**Your instructions:** All of the records should be reproduced word for word, but no images may appear in the copy.

**Provided material:**
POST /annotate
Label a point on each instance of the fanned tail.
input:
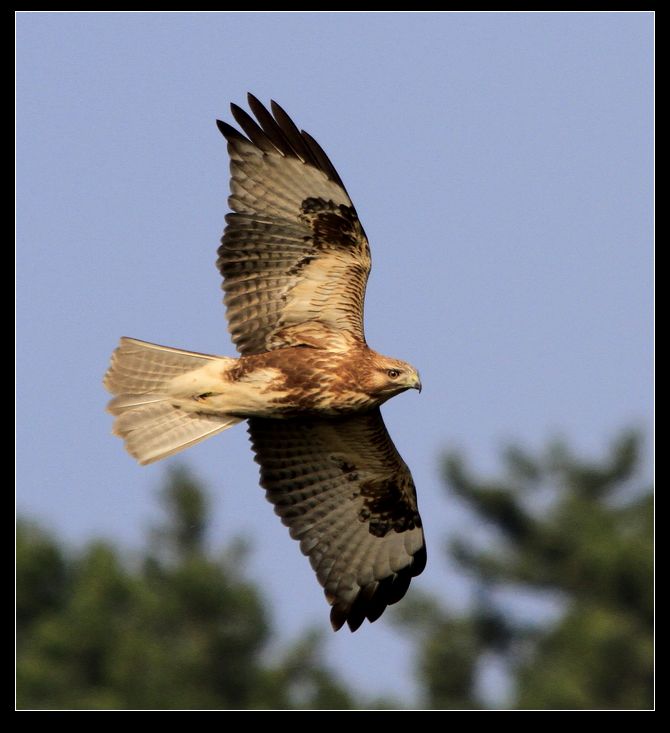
(152, 417)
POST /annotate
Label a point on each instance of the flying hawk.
(295, 263)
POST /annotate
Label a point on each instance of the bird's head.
(389, 377)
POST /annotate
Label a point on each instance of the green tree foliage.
(178, 628)
(574, 533)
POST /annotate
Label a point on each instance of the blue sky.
(501, 164)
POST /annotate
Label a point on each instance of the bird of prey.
(295, 262)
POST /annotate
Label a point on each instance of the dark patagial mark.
(387, 508)
(334, 225)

**Output of the task:**
POST /annotate
Label a point on each instance of the fanned tail.
input:
(152, 417)
POST /annotate
Label a point on each instance of the flying hawk.
(295, 263)
POST /annotate
Label a point on each instance of the bird's head.
(389, 377)
POST /annotate
Label a point on each instance of the green tree foliage.
(178, 628)
(574, 533)
POST /annotate
Label a point on each instance of the blue sky.
(501, 164)
POST /annotate
Label a point on each instance of the bird of prey.
(295, 262)
POST /annotate
Label a point on each instance of the dark patagial mark.
(387, 508)
(334, 225)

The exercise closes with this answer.